### Source excerpt
▼

In 1929, the Bulletin was absorbed into the San Francisco Call to become
part of the Hearst empire, and Carleton Morse was out of a job. He didn't
know it at the time, but he had just ended his newspaper career.
A strange fascination with radio broadcasting had come about in the last
year for Morse, and his face was frequently seen in the NBC window at
111 Sutter Street. He began casually taking notes on how he thought the
NBC programs could be improved. And, when he was released from the Bulletin,
Morse applied for a job with NBC. He later told of how he was hired:
They had a show coming in from New York -- it was called
"The House of Myths", dramatizations of Greek classics.
They said, "We can't do these -- they're terrible. Can you
take them and rewrite them, or dramatize some myths that we
could produce?" So, they sent me home and I conceived the
idea of doing the myths in modern vernacular with a heavy
... tongue-in-cheek innuendo on the sex life of the Gods ...
As he readied his script for NBC, Morse received a job offer from the
Seattle Times. Faced with a crossroads decision, he decided the new
medium of radio would be much more exciting, so he quickly polished his
work and returned to the NBC offices, script in hand. Ten minutes later
he was hired, just two weeks before the stock market crash of 1929.
Morse found writing for NBC most rewarding. In a later radio interview,
During those days, the thing that was so very pleasant was that
there were no standards of writing. You were turned loose to
think of something and do it. And out of this maelstrom of
confusion came many of the shows that later developed into
Coast and National shows. It was a wonderful time. It was a
new era in a new medium and everybody has his opportunity.

▲

### Task requirements
- a) Repeat the passage about Carleton Morse, beginning at the words "As he readied" and stopping after "crash of 1929.", but switch "Seattle Times" to "Portland Oregonian".
- b) According to the passage about Carleton Morse, what was the name of the show that NBC had coming in from New York?

### Extracted information
▼

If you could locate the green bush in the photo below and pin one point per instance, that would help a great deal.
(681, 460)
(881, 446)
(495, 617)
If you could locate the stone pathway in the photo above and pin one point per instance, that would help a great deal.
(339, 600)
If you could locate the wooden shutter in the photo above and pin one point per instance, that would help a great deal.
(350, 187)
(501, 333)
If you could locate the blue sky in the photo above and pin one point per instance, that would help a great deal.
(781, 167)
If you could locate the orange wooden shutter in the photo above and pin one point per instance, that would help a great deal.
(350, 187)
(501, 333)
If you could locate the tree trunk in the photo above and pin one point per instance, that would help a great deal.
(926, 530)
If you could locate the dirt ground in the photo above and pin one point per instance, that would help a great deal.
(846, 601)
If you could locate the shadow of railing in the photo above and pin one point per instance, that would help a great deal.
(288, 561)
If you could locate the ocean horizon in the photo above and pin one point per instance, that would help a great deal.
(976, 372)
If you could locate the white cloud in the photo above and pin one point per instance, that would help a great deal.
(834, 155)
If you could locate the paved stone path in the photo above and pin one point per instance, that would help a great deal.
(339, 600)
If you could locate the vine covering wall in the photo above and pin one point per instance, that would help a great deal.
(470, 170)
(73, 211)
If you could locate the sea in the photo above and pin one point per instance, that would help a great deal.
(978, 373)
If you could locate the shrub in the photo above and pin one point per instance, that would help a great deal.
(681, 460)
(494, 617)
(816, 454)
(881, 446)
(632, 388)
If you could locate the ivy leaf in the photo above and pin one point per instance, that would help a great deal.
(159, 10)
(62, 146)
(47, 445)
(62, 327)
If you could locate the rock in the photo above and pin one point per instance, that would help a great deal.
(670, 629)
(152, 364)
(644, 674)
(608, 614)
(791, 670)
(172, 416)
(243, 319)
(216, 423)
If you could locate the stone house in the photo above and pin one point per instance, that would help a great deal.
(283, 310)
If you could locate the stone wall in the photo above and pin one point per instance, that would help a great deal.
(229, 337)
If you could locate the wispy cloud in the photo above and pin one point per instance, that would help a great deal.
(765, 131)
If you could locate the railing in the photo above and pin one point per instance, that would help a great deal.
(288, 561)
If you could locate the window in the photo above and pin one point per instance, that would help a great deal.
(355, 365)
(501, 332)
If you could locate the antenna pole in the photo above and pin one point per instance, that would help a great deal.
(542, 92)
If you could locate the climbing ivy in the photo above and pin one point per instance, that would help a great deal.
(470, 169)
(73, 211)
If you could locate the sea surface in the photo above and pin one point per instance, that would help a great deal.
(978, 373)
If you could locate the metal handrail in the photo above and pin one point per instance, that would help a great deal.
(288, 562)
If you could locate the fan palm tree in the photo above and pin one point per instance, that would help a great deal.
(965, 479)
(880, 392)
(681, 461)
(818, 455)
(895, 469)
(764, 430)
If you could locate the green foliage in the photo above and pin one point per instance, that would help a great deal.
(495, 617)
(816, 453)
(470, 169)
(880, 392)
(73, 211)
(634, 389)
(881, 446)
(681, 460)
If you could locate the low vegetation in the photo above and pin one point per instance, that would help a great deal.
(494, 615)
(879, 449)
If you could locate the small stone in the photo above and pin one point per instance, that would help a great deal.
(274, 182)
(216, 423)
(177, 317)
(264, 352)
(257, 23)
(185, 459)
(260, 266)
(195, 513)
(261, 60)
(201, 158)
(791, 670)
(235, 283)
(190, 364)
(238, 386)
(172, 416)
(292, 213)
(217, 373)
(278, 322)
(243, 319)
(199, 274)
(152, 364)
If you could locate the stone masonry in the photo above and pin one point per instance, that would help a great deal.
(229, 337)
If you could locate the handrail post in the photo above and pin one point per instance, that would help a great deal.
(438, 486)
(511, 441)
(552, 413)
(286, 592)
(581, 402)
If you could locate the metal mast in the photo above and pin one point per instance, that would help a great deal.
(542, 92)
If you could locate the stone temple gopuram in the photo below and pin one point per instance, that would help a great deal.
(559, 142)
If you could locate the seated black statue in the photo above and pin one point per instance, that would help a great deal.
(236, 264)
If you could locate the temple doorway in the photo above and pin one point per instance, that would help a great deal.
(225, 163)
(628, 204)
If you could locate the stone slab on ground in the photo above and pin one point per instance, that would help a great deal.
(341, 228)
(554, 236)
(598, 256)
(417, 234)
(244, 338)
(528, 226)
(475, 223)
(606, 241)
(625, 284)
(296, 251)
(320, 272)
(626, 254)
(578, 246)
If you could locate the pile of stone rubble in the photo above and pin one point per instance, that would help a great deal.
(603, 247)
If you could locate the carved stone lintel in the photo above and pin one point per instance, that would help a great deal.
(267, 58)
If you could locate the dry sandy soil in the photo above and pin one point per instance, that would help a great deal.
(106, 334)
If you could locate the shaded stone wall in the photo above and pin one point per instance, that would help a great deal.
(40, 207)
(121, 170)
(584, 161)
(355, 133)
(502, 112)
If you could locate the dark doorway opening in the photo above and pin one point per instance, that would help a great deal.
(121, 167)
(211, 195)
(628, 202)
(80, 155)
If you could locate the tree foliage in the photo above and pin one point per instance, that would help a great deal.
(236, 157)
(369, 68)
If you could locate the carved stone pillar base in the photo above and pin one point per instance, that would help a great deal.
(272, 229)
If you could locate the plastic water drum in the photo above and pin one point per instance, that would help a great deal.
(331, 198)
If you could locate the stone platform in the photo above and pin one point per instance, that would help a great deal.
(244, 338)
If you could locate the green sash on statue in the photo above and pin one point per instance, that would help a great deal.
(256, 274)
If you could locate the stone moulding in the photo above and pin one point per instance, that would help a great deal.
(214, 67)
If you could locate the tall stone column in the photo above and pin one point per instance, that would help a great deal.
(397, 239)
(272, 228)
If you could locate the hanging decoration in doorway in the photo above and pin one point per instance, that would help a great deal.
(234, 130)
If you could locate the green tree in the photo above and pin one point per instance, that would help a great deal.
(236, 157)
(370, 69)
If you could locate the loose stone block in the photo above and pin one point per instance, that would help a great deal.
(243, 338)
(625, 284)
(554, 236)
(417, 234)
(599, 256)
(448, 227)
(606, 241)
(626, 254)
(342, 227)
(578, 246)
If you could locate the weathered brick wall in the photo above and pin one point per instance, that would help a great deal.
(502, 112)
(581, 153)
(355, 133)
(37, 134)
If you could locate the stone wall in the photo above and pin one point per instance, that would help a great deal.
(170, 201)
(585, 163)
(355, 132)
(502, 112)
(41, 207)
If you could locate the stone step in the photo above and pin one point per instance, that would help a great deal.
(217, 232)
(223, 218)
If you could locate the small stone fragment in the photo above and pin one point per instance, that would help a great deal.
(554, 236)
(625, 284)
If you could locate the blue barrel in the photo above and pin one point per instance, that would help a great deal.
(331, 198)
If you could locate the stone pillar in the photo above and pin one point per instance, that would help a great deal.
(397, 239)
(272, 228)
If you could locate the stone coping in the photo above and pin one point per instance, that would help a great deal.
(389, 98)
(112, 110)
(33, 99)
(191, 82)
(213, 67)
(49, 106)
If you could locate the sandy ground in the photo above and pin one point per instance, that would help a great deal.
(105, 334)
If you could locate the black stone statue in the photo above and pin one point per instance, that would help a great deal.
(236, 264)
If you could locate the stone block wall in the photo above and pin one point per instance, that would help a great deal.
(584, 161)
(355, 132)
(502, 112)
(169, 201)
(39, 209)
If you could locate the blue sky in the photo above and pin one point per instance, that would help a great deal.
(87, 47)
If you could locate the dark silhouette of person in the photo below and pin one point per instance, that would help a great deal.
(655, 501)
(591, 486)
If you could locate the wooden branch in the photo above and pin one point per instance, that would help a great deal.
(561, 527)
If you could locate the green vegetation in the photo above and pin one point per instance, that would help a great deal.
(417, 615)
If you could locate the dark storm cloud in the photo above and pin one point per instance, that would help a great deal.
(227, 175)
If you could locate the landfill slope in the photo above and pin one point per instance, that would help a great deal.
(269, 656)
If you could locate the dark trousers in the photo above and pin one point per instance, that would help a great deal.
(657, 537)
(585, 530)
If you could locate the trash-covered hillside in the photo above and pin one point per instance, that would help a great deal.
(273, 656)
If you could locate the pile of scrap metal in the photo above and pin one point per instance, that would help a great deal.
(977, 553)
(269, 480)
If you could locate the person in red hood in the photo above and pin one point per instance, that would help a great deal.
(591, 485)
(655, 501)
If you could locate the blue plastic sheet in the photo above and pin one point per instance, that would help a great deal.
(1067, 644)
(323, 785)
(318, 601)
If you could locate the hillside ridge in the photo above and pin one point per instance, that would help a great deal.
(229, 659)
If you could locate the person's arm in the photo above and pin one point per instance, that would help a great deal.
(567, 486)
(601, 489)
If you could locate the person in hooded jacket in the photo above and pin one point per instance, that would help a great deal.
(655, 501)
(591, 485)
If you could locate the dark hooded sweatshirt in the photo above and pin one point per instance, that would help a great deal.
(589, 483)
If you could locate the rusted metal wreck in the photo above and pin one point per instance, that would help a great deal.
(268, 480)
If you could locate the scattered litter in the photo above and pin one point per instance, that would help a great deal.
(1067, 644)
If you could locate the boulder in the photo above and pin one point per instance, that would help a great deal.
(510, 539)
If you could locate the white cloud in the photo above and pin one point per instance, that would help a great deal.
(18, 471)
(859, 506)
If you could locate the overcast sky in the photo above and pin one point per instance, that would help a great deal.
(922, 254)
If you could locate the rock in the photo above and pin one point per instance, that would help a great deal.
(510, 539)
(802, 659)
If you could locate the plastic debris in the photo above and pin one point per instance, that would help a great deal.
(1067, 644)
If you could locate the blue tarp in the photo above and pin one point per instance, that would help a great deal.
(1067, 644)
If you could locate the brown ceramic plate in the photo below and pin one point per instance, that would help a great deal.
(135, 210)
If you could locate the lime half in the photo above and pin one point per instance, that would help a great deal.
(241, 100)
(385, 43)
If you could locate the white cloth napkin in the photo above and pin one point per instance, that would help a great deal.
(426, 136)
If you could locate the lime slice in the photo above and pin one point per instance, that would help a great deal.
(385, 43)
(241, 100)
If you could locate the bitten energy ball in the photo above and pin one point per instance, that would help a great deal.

▲

### Answers to each task
- a)
As he readied his script for NBC, Morse received a job offer from the
Portland Oregonian. Faced with a crossroads decision, he decided the new
medium of radio would be much more exciting, so he quickly polished his
work and returned to the NBC offices, script in hand. Ten minutes later
he was hired, just two weeks before the stock market crash of 1929.

- b) "The House of Myths"